[Stored dataset items]
============================================================

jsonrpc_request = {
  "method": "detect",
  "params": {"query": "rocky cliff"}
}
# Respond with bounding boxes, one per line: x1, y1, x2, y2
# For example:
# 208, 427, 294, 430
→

============================================================

Write all of the records out again exactly.

Problem solution:
jsonrpc_request = {
  "method": "detect",
  "params": {"query": "rocky cliff"}
}
# Respond with bounding boxes, one per line: x1, y1, x2, y2
# For example:
# 208, 427, 294, 430
→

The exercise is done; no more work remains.